## Exercise:
Below are the records; reproduce all of them exactly but without any images.

══════════

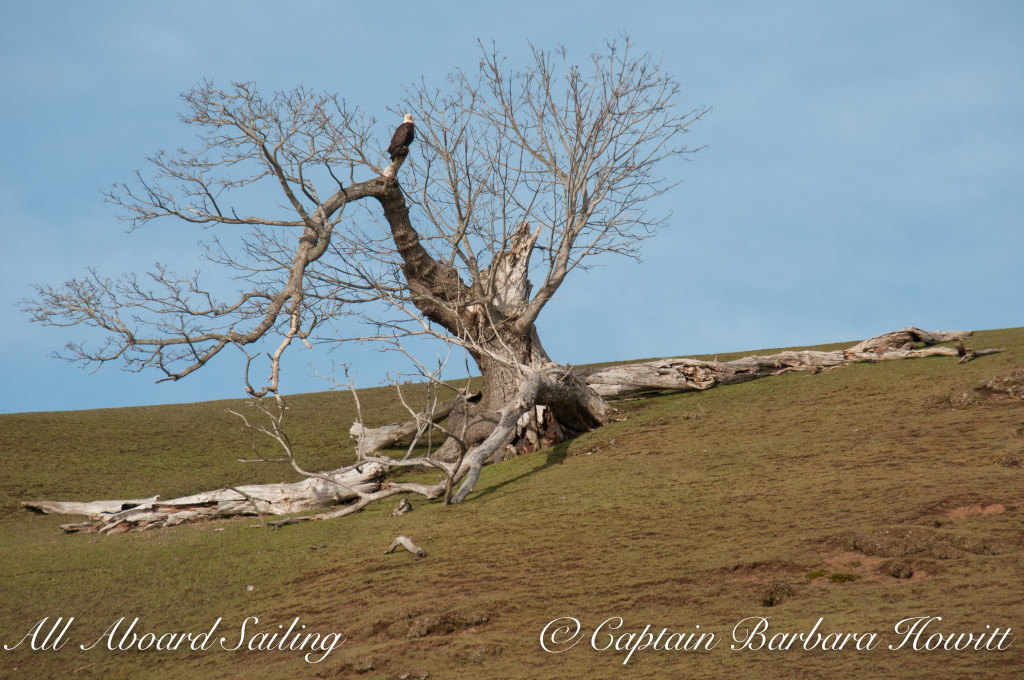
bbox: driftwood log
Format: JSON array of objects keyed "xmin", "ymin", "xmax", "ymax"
[
  {"xmin": 384, "ymin": 536, "xmax": 427, "ymax": 558},
  {"xmin": 575, "ymin": 328, "xmax": 1001, "ymax": 397},
  {"xmin": 23, "ymin": 328, "xmax": 1002, "ymax": 532},
  {"xmin": 22, "ymin": 463, "xmax": 384, "ymax": 534}
]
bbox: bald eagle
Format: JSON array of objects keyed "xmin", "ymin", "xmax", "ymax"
[{"xmin": 387, "ymin": 114, "xmax": 416, "ymax": 161}]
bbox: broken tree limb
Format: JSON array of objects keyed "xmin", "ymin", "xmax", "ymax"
[
  {"xmin": 573, "ymin": 328, "xmax": 1001, "ymax": 397},
  {"xmin": 22, "ymin": 463, "xmax": 384, "ymax": 534},
  {"xmin": 23, "ymin": 328, "xmax": 1002, "ymax": 532},
  {"xmin": 384, "ymin": 536, "xmax": 427, "ymax": 557},
  {"xmin": 348, "ymin": 393, "xmax": 480, "ymax": 456}
]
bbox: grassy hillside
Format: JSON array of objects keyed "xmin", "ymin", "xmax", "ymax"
[{"xmin": 0, "ymin": 329, "xmax": 1024, "ymax": 679}]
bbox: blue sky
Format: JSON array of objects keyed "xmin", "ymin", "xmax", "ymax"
[{"xmin": 0, "ymin": 0, "xmax": 1024, "ymax": 412}]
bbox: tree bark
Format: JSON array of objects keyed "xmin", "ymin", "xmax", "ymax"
[{"xmin": 574, "ymin": 327, "xmax": 1001, "ymax": 397}]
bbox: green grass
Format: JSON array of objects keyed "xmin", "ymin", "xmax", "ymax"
[{"xmin": 0, "ymin": 329, "xmax": 1024, "ymax": 680}]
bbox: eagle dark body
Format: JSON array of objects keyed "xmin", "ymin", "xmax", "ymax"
[{"xmin": 387, "ymin": 121, "xmax": 416, "ymax": 161}]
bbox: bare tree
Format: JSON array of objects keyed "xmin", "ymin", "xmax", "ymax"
[
  {"xmin": 30, "ymin": 41, "xmax": 705, "ymax": 499},
  {"xmin": 26, "ymin": 40, "xmax": 999, "ymax": 528}
]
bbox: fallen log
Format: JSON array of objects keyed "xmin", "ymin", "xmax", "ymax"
[
  {"xmin": 348, "ymin": 392, "xmax": 480, "ymax": 456},
  {"xmin": 574, "ymin": 328, "xmax": 1002, "ymax": 397},
  {"xmin": 28, "ymin": 328, "xmax": 1002, "ymax": 532},
  {"xmin": 22, "ymin": 463, "xmax": 384, "ymax": 534}
]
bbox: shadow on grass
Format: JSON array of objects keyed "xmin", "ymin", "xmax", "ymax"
[{"xmin": 467, "ymin": 440, "xmax": 571, "ymax": 500}]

══════════

## Reply:
bbox: driftwood log
Format: JSON array of objects keyed "xmin", "ymin", "xmax", "ymax"
[
  {"xmin": 384, "ymin": 536, "xmax": 427, "ymax": 558},
  {"xmin": 575, "ymin": 328, "xmax": 1001, "ymax": 397},
  {"xmin": 23, "ymin": 328, "xmax": 1002, "ymax": 532},
  {"xmin": 22, "ymin": 463, "xmax": 384, "ymax": 534}
]
bbox: bald eagle
Format: JSON array of objects keyed "xmin", "ymin", "xmax", "ymax"
[{"xmin": 387, "ymin": 114, "xmax": 416, "ymax": 161}]
bbox: broken tree limb
Format: JSON array of objects keyed "xmin", "ymin", "xmax", "ymax"
[
  {"xmin": 573, "ymin": 328, "xmax": 1001, "ymax": 397},
  {"xmin": 22, "ymin": 463, "xmax": 384, "ymax": 534},
  {"xmin": 23, "ymin": 328, "xmax": 1002, "ymax": 532},
  {"xmin": 384, "ymin": 536, "xmax": 427, "ymax": 557},
  {"xmin": 348, "ymin": 393, "xmax": 480, "ymax": 456}
]
bbox: grassy hillside
Format: JSON array of objects keyed "xmin", "ymin", "xmax", "ymax"
[{"xmin": 0, "ymin": 329, "xmax": 1024, "ymax": 679}]
bbox: blue sky
Format: JSON array of objects keyed "xmin", "ymin", "xmax", "ymax"
[{"xmin": 0, "ymin": 0, "xmax": 1024, "ymax": 412}]
bbox: tree bark
Format: JSON array of objects keyed "xmin", "ymin", "xmax", "ymax"
[{"xmin": 574, "ymin": 327, "xmax": 1001, "ymax": 397}]
bbox: green grass
Format: JSON array of objects keyed "xmin", "ymin", "xmax", "ymax"
[{"xmin": 0, "ymin": 329, "xmax": 1024, "ymax": 680}]
bbox: eagle dark body
Format: JSON array of objects keyed "xmin", "ymin", "xmax", "ymax"
[{"xmin": 387, "ymin": 121, "xmax": 416, "ymax": 161}]
bbox: bare tree
Format: JSON array of objects keyed "xmin", "ymin", "xmax", "ymax"
[
  {"xmin": 30, "ymin": 41, "xmax": 705, "ymax": 499},
  {"xmin": 26, "ymin": 40, "xmax": 999, "ymax": 528}
]
bbox: fallen log
Format: JSON array of objects keyed "xmin", "ymin", "xmax", "ymax"
[
  {"xmin": 348, "ymin": 392, "xmax": 480, "ymax": 456},
  {"xmin": 574, "ymin": 328, "xmax": 1002, "ymax": 397},
  {"xmin": 28, "ymin": 328, "xmax": 1002, "ymax": 532},
  {"xmin": 22, "ymin": 463, "xmax": 384, "ymax": 534}
]
bbox: shadow on grass
Format: JSON array of objects keyed "xmin", "ymin", "xmax", "ymax"
[{"xmin": 467, "ymin": 440, "xmax": 571, "ymax": 500}]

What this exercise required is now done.